RECORDS SHOWN:

────────────────────

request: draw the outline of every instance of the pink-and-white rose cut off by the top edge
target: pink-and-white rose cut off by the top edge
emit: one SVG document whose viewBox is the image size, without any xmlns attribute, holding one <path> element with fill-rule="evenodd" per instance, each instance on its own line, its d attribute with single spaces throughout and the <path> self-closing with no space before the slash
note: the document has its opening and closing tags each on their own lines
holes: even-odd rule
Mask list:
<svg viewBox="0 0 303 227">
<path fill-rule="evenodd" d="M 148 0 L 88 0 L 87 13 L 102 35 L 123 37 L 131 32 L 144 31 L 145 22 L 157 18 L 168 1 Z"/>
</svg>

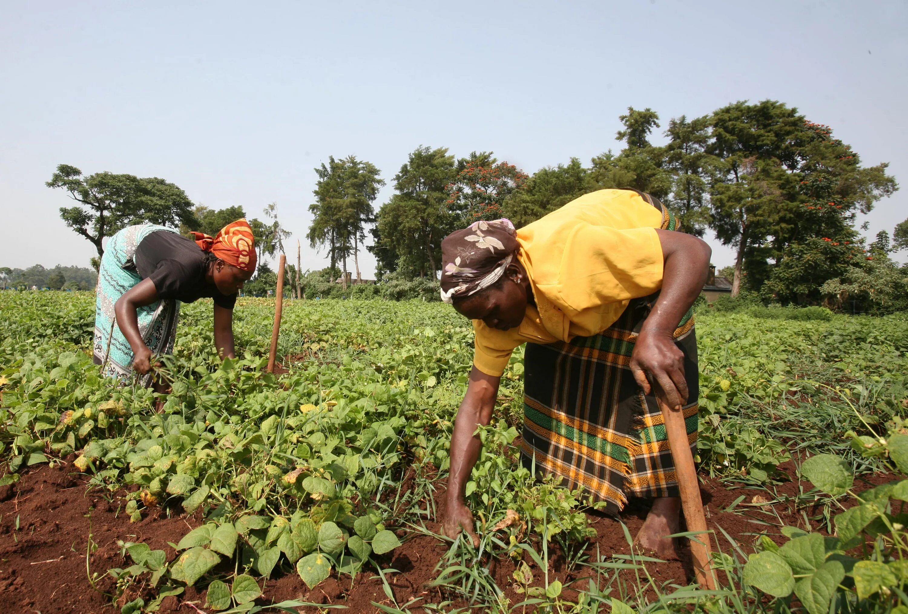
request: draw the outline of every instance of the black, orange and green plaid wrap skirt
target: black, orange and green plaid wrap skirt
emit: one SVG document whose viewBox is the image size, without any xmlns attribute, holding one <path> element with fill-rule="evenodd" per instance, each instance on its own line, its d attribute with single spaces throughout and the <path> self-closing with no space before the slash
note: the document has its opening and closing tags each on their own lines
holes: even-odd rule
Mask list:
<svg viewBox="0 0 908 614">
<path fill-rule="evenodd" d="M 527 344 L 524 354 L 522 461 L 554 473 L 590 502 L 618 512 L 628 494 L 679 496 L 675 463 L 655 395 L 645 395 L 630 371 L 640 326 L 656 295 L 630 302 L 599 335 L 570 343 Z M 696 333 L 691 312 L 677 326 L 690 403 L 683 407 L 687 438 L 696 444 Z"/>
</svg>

────────────────────

TRY IT: All of the material above is to be copied exactly, except for its images.

TASK RESPONSE:
request: draw the outline of every instance of the pink-and-white rose cut off by the top edge
target: pink-and-white rose cut off by the top edge
emit: one SVG document whose viewBox is the image size, without any xmlns attribute, holding one <path> element with fill-rule="evenodd" per instance, each instance on its own line, its d attribute with single spaces throughout and the <path> self-closing with no space before the slash
note: the document has its opening and closing tags each on their own lines
holes: even-odd rule
Mask list:
<svg viewBox="0 0 303 227">
<path fill-rule="evenodd" d="M 148 0 L 88 0 L 87 13 L 102 35 L 123 37 L 131 32 L 144 31 L 145 22 L 157 18 L 168 1 Z"/>
</svg>

request: draw the outline of every instance of the black, orange and green plaid wrap skirt
target: black, orange and green plaid wrap skirt
emit: one SVG document whose viewBox is the image size, without any xmlns attribute, holding one <path> element with fill-rule="evenodd" per instance, each instance on its own line, its d attribute with single spaces throughout and the <path> self-closing with no space before the slash
note: the document has its opening and closing tags each on their own lines
holes: even-odd rule
Mask list:
<svg viewBox="0 0 908 614">
<path fill-rule="evenodd" d="M 527 344 L 524 354 L 522 461 L 554 473 L 590 502 L 618 512 L 628 494 L 679 496 L 675 463 L 655 395 L 645 395 L 630 371 L 640 326 L 656 295 L 630 302 L 599 335 L 570 343 Z M 696 333 L 691 312 L 677 326 L 690 403 L 683 407 L 687 438 L 696 444 Z"/>
</svg>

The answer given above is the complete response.